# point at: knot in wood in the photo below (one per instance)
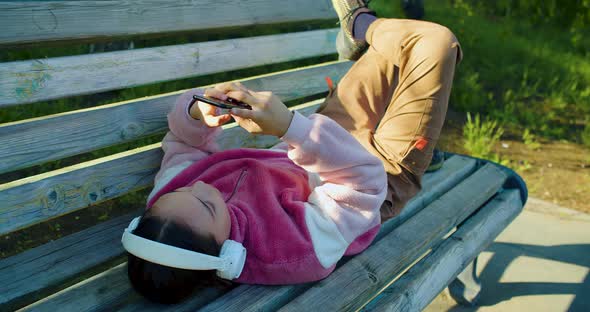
(131, 130)
(372, 277)
(92, 191)
(53, 201)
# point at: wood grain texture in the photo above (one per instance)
(33, 274)
(24, 22)
(39, 140)
(367, 273)
(425, 280)
(111, 291)
(43, 79)
(41, 197)
(242, 298)
(455, 169)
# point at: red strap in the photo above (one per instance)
(329, 82)
(421, 143)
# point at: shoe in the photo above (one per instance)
(438, 158)
(347, 46)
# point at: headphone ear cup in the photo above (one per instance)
(234, 258)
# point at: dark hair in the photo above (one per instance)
(165, 284)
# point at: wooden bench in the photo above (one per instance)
(462, 207)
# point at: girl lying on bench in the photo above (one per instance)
(287, 214)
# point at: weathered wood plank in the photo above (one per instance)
(33, 274)
(425, 280)
(367, 273)
(25, 22)
(434, 185)
(244, 297)
(43, 79)
(41, 197)
(38, 140)
(256, 298)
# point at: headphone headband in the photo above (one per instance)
(229, 264)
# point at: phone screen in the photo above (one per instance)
(229, 104)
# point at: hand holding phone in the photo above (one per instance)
(225, 104)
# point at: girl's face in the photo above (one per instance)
(199, 206)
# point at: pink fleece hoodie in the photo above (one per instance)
(298, 207)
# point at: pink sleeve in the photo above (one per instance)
(350, 188)
(189, 139)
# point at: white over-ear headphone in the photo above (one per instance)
(229, 264)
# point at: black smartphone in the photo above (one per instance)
(228, 104)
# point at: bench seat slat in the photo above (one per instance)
(38, 140)
(61, 191)
(33, 274)
(24, 22)
(258, 297)
(44, 79)
(367, 273)
(441, 266)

════════════════

EXERCISE INSTRUCTIONS: After removing the pictures, restate the whole listing above word for word.

PROBLEM SOLUTION:
# point at: knot in wood in the photo below (one per instance)
(131, 130)
(372, 277)
(92, 191)
(53, 201)
# point at: wood grain texture in the photo above (one per instance)
(33, 274)
(24, 22)
(39, 140)
(367, 273)
(425, 280)
(111, 291)
(43, 79)
(41, 197)
(242, 298)
(455, 169)
# point at: red strap in the photo above (one per instance)
(329, 82)
(421, 143)
# point at: shoe in the photo above (one per instance)
(438, 158)
(347, 46)
# point at: headphone ear cup in the photo above (one per instance)
(234, 258)
# point at: dark hair in the photo above (one per instance)
(165, 284)
# point at: wooden bench in the photo above (one per instance)
(462, 207)
# point at: girl lying on bench in the photo above (one per instance)
(287, 214)
# point at: weathered wood plank in the photo above (one per instance)
(33, 274)
(425, 280)
(367, 273)
(25, 22)
(434, 185)
(244, 297)
(43, 79)
(41, 197)
(38, 140)
(256, 298)
# point at: headphone headband in the photo above (one per instance)
(229, 264)
# point at: phone screen in the photo above (one per instance)
(229, 104)
# point at: hand holding phone in the photo above (one per instance)
(225, 104)
# point at: girl's face in the photo above (one per instance)
(199, 206)
# point at: pink fleece hoodie in the photo above (one per instance)
(298, 207)
# point at: pink sleeve in the photo above (one per instance)
(350, 188)
(189, 139)
# point at: white over-ear headphone in the photo above (one per instance)
(229, 264)
# point at: black smartphone in the photo above (one per instance)
(228, 104)
# point at: bench seat slat in the photo above (one per instance)
(38, 140)
(61, 191)
(33, 274)
(24, 22)
(258, 297)
(44, 79)
(367, 273)
(441, 266)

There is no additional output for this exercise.